[Start of Attachment]

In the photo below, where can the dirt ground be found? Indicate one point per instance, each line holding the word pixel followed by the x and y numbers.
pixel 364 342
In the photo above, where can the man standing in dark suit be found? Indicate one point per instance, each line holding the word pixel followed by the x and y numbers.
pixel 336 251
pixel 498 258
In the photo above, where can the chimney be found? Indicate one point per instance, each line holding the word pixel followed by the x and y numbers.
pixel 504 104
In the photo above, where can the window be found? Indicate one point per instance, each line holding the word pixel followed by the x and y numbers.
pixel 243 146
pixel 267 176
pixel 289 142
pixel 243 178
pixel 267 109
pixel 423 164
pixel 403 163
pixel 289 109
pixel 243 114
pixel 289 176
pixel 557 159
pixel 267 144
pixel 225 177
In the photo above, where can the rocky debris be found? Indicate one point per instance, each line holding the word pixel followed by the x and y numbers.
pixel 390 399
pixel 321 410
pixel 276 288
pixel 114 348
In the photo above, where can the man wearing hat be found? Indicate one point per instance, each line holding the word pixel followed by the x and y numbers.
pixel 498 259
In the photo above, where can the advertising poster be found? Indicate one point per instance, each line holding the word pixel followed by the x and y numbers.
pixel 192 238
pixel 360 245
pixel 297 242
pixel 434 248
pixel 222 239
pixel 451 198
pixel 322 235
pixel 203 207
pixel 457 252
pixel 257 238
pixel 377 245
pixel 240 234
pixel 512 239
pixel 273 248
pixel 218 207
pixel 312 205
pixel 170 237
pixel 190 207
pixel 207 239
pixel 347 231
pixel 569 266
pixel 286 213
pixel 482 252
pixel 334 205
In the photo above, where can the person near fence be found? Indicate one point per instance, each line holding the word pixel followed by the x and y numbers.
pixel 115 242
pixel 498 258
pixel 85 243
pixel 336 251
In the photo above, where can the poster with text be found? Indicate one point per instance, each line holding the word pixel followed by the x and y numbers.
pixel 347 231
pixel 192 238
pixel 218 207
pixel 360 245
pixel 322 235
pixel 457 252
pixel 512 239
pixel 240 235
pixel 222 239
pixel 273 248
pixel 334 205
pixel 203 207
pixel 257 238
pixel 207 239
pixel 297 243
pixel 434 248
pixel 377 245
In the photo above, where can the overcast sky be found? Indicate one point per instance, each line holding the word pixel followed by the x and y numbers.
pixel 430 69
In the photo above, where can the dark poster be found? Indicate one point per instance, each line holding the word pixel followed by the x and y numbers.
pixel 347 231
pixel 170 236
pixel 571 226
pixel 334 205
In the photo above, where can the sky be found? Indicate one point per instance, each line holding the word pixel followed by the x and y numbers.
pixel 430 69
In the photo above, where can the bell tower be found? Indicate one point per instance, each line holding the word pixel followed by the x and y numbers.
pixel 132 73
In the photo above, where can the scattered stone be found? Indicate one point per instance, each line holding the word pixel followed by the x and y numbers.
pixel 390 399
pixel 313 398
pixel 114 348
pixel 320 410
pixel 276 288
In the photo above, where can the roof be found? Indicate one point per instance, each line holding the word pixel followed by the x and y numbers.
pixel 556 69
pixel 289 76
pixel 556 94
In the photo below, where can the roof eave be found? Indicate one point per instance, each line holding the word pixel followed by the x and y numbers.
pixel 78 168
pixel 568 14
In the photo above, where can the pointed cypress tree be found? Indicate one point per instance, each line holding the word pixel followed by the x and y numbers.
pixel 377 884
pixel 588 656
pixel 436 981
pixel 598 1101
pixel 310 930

[End of Attachment]

Exercise brief: Every entry should be retyped exactly as shown.

Solution to the exercise:
In the photo below, where can the dirt ground be found? Indicate one point per instance, each line holding the word pixel followed by the x and y numbers.
pixel 364 342
In the photo above, where can the man standing in dark suit be found? Indicate one point per instance, each line holding the word pixel followed by the x and y numbers.
pixel 336 251
pixel 498 258
In the photo above, where can the chimney be found? Indicate one point per instance, each line holding the word pixel followed by the x and y numbers.
pixel 504 104
In the photo above, where can the window be found? Indicate one point per instance, each line holding the word pixel followed by the x and y numbers.
pixel 243 146
pixel 267 176
pixel 289 142
pixel 243 178
pixel 267 109
pixel 423 164
pixel 403 163
pixel 289 109
pixel 243 114
pixel 289 176
pixel 557 159
pixel 267 144
pixel 225 177
In the photo above, where can the rocky debris be found? Indicate one point per instance, each line holding the word pixel followed by the x and y numbers.
pixel 390 399
pixel 321 410
pixel 276 288
pixel 114 348
In the photo above, where can the man wearing hat be found? Indicate one point per instance, each line holding the word pixel followed by the x and y numbers.
pixel 498 259
In the photo above, where can the advertising poster be found? Indicate one point per instance, each line holding the word pixel followed by the x and y numbers.
pixel 192 238
pixel 360 245
pixel 297 242
pixel 434 248
pixel 222 239
pixel 451 198
pixel 322 235
pixel 203 207
pixel 457 252
pixel 257 238
pixel 377 245
pixel 240 234
pixel 512 239
pixel 273 248
pixel 218 207
pixel 312 205
pixel 170 237
pixel 190 207
pixel 207 239
pixel 347 231
pixel 569 266
pixel 286 213
pixel 482 252
pixel 334 205
In the photo above, where can the person near fence be found? Indicate one point per instance, each line holding the word pixel followed by the x and y numbers.
pixel 115 242
pixel 498 258
pixel 85 243
pixel 336 251
In the photo above, where can the poster with text be found? Indicate one point per instance, each line holding the word pixel followed by the x and y numbers.
pixel 347 231
pixel 192 238
pixel 218 207
pixel 360 245
pixel 322 235
pixel 457 252
pixel 512 239
pixel 240 235
pixel 222 239
pixel 273 248
pixel 334 205
pixel 203 207
pixel 257 238
pixel 207 239
pixel 297 243
pixel 434 248
pixel 377 245
In the photo above, where can the overcast sky be found? Indicate one point per instance, each line holding the word pixel followed by the x and y numbers.
pixel 430 69
In the photo above, where can the dark poster be found? Indicate one point per instance, each line holding the word pixel followed by the x and y numbers.
pixel 347 231
pixel 170 236
pixel 571 226
pixel 334 205
In the photo above, where can the sky be found? Indicate one point per instance, each line holding the word pixel followed by the x and y numbers.
pixel 430 69
In the photo above, where can the bell tower be found? Indicate one point per instance, each line holding the word pixel followed by the x and y numbers.
pixel 132 73
In the photo above, where can the scattered stone be found? Indicate one point per instance, each line holding the word pixel followed by the x and y numbers.
pixel 390 399
pixel 313 398
pixel 114 348
pixel 320 410
pixel 276 288
In the photo above, where can the roof be found? Indicate one point per instance, each line holding the word pixel followed by the x and y numbers.
pixel 556 69
pixel 289 76
pixel 556 94
In the photo below, where can the roof eave be found? Indicate one point per instance, each line holding the word pixel followed by the x and y numbers.
pixel 78 168
pixel 568 14
In the photo above, where can the pointed cypress tree be found? Indicate one point per instance, each line holding the word pixel followed by the x and y numbers.
pixel 377 884
pixel 588 656
pixel 436 981
pixel 598 1101
pixel 310 930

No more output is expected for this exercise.